>>>
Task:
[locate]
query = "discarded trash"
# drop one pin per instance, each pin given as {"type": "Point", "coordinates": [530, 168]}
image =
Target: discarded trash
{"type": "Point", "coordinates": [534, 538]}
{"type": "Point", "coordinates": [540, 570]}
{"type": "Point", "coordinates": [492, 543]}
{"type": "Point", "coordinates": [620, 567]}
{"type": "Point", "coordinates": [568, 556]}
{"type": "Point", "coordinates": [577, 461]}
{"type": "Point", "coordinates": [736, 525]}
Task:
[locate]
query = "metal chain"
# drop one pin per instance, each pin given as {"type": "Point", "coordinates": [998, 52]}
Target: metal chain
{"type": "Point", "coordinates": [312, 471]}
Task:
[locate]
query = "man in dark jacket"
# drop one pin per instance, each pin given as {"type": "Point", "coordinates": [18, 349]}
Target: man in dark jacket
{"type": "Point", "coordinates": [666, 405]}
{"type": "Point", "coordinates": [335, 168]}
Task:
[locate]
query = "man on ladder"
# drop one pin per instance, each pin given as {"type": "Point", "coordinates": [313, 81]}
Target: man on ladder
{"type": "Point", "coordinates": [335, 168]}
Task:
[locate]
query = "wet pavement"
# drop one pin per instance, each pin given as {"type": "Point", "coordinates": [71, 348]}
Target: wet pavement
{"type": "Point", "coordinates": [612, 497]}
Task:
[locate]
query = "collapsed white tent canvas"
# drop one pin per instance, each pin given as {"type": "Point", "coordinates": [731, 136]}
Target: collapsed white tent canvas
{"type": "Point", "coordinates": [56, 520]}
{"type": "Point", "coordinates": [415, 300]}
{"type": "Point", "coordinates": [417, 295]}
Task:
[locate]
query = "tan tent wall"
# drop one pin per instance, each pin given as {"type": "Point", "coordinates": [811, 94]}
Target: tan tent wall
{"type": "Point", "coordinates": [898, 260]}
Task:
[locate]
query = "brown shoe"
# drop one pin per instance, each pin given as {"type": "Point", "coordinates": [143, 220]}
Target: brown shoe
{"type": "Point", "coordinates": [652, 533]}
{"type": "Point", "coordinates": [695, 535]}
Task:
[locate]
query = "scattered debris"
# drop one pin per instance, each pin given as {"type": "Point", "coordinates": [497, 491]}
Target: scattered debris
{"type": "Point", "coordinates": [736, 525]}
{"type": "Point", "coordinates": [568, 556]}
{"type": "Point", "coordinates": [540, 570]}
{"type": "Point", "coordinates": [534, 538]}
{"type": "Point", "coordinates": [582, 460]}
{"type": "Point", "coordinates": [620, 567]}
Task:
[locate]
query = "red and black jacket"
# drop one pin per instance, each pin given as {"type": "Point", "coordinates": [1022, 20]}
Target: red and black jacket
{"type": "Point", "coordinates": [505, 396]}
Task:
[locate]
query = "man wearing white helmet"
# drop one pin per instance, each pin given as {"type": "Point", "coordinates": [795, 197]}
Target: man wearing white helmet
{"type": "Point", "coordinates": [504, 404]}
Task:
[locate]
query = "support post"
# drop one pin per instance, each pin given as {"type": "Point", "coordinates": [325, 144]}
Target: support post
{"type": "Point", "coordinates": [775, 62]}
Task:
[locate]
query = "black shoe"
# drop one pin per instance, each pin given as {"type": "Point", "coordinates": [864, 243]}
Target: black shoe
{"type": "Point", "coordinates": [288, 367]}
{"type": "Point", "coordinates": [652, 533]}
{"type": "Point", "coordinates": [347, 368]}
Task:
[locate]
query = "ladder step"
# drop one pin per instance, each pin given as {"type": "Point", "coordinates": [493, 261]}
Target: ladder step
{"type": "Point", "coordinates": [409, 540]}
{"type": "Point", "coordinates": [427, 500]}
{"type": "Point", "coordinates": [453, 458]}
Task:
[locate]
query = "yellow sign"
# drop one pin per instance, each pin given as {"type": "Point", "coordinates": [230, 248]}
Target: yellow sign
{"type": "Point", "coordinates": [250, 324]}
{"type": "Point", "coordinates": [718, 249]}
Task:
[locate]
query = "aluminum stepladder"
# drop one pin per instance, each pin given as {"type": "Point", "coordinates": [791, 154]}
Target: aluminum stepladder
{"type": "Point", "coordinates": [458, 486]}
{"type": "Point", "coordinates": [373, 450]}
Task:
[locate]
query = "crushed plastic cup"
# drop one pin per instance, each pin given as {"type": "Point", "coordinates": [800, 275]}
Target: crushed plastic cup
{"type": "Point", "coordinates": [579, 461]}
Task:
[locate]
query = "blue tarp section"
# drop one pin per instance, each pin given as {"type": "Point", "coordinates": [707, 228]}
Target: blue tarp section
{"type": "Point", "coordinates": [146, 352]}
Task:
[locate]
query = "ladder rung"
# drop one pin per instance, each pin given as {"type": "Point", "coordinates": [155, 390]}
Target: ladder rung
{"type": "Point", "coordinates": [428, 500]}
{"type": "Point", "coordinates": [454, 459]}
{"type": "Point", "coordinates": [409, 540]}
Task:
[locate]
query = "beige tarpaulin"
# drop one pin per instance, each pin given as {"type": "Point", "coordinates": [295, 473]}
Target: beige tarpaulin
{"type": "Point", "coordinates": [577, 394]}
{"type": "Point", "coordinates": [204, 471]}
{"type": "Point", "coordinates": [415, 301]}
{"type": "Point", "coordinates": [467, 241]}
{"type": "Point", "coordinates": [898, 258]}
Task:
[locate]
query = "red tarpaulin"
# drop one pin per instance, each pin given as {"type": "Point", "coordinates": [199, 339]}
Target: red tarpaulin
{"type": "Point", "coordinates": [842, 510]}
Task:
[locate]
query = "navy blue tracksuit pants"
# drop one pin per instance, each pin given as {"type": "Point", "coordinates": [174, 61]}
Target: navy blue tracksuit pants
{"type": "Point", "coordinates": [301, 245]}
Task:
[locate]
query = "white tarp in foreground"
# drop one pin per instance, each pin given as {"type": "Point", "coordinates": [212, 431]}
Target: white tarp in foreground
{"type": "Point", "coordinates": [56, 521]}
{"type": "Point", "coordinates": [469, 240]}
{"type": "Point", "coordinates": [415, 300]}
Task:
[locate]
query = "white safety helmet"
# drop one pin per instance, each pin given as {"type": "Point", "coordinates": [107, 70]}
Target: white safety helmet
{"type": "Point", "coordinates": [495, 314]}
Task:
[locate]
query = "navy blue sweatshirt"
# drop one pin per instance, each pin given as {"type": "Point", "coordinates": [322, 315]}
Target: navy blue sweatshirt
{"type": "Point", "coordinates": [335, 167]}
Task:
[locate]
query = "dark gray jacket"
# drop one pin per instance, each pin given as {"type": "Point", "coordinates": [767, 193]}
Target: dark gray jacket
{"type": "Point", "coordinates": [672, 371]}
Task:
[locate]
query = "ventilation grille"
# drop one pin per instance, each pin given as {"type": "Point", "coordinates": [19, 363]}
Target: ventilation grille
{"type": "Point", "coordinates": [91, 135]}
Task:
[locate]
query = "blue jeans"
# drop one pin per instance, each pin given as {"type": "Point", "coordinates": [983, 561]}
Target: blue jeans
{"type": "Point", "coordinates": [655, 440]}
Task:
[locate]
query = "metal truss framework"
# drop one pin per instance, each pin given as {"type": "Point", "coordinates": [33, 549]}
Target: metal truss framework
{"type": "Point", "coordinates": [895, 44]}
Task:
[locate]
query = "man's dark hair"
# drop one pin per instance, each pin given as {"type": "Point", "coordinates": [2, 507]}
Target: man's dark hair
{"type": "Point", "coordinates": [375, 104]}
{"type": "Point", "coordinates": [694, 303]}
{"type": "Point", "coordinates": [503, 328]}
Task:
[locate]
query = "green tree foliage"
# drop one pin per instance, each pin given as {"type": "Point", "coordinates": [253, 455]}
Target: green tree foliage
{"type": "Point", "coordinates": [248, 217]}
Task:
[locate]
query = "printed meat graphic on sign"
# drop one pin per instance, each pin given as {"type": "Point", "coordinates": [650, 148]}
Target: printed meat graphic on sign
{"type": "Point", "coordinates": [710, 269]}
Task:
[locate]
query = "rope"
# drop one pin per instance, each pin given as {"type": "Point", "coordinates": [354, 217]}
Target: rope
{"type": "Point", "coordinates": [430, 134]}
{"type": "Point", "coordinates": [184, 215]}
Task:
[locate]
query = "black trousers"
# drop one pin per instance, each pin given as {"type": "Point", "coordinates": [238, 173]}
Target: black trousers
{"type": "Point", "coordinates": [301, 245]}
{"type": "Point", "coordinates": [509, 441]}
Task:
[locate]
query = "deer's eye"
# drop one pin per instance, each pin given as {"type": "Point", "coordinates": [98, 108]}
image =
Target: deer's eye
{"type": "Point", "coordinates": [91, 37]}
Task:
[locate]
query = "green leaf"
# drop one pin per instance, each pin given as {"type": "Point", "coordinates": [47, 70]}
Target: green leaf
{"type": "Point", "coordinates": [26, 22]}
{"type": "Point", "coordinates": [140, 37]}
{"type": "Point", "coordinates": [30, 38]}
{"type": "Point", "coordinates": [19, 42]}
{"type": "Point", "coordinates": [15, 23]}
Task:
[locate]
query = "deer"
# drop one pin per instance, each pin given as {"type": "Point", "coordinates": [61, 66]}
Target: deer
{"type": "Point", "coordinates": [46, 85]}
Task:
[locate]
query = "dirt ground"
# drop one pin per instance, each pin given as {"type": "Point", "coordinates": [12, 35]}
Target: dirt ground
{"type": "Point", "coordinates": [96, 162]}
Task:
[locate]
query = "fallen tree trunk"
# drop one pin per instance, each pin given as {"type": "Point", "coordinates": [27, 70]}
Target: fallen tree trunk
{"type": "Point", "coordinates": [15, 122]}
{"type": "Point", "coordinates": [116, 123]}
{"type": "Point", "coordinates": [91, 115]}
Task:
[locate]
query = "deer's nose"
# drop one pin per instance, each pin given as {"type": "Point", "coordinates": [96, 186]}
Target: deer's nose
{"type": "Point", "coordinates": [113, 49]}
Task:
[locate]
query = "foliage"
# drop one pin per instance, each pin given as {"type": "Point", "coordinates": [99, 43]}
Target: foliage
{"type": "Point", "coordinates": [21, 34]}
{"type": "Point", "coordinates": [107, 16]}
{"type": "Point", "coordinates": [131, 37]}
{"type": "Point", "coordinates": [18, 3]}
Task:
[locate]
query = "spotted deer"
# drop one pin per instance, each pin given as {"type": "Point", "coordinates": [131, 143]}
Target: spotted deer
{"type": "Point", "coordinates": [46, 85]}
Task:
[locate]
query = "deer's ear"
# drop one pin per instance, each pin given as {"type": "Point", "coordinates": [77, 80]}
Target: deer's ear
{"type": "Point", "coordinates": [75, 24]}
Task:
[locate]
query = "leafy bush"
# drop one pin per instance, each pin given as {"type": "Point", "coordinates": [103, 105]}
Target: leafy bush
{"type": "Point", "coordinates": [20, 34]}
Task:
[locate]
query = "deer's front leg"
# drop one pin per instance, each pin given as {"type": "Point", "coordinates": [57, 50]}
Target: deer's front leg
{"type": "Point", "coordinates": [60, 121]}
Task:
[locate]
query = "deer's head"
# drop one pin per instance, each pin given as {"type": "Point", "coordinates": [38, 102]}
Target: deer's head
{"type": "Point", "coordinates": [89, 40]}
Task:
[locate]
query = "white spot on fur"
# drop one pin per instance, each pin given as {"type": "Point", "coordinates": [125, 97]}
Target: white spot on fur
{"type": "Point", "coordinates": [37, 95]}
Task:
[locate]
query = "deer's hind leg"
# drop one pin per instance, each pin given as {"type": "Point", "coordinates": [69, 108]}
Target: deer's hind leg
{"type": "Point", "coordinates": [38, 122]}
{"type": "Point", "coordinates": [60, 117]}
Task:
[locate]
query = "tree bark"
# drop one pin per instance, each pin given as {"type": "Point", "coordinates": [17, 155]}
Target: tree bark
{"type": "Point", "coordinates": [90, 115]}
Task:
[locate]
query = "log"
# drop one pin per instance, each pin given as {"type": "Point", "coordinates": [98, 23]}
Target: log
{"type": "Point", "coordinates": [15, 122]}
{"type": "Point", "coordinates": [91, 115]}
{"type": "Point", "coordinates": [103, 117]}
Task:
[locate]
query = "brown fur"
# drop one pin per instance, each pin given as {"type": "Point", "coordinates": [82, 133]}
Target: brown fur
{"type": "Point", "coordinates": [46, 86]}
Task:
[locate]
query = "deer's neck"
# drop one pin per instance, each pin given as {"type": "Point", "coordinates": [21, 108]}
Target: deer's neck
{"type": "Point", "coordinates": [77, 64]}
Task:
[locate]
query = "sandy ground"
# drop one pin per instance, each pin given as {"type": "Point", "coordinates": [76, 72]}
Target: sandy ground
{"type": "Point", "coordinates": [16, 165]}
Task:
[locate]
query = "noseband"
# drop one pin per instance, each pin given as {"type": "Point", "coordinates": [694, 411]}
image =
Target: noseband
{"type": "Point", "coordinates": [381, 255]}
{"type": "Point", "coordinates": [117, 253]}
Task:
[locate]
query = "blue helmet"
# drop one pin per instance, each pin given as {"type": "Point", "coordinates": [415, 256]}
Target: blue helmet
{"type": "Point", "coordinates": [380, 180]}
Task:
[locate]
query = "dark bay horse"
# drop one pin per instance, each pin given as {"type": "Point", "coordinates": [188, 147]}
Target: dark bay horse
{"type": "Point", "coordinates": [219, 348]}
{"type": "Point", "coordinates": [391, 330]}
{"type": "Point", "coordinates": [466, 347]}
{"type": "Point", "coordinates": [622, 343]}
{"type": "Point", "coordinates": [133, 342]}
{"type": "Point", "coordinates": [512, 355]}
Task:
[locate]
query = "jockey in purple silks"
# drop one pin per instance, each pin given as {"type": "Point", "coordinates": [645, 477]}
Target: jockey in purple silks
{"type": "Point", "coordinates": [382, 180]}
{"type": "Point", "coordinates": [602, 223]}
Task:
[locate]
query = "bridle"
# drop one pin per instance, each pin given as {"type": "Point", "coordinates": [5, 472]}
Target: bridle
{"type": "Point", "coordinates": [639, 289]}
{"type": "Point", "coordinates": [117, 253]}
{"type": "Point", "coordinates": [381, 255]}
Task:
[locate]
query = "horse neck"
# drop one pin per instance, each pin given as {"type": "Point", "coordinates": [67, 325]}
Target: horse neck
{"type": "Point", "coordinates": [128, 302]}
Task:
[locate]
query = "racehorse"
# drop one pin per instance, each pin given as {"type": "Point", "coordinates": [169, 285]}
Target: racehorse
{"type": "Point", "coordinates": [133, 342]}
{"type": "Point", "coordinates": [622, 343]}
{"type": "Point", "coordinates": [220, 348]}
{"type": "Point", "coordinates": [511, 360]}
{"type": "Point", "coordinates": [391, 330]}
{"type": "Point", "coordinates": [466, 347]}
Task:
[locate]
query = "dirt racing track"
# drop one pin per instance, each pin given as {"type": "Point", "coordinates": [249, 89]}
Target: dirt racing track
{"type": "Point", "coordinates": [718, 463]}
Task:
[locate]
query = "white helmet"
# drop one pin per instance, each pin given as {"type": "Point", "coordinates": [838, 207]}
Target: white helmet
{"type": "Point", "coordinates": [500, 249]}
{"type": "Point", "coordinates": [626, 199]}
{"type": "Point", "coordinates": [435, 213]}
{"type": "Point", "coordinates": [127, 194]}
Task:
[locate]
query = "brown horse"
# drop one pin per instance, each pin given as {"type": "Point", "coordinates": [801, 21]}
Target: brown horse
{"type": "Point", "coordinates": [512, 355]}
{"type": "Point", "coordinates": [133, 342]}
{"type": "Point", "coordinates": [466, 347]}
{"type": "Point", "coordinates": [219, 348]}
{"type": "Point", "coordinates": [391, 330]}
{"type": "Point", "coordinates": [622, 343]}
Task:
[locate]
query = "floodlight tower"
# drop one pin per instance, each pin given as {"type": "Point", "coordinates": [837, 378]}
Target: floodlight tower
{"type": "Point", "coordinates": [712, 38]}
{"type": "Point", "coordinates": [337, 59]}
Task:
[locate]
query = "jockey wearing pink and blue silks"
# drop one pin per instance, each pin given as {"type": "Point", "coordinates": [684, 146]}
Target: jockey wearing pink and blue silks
<<<
:: What this task involves ::
Pick out every line in the records above that contains the string "canvas", and copy those lines. Treat uppercase and lowercase as different when matching.

:: Answer below ::
query = "collapsed white tent canvas"
Target: collapsed white tent canvas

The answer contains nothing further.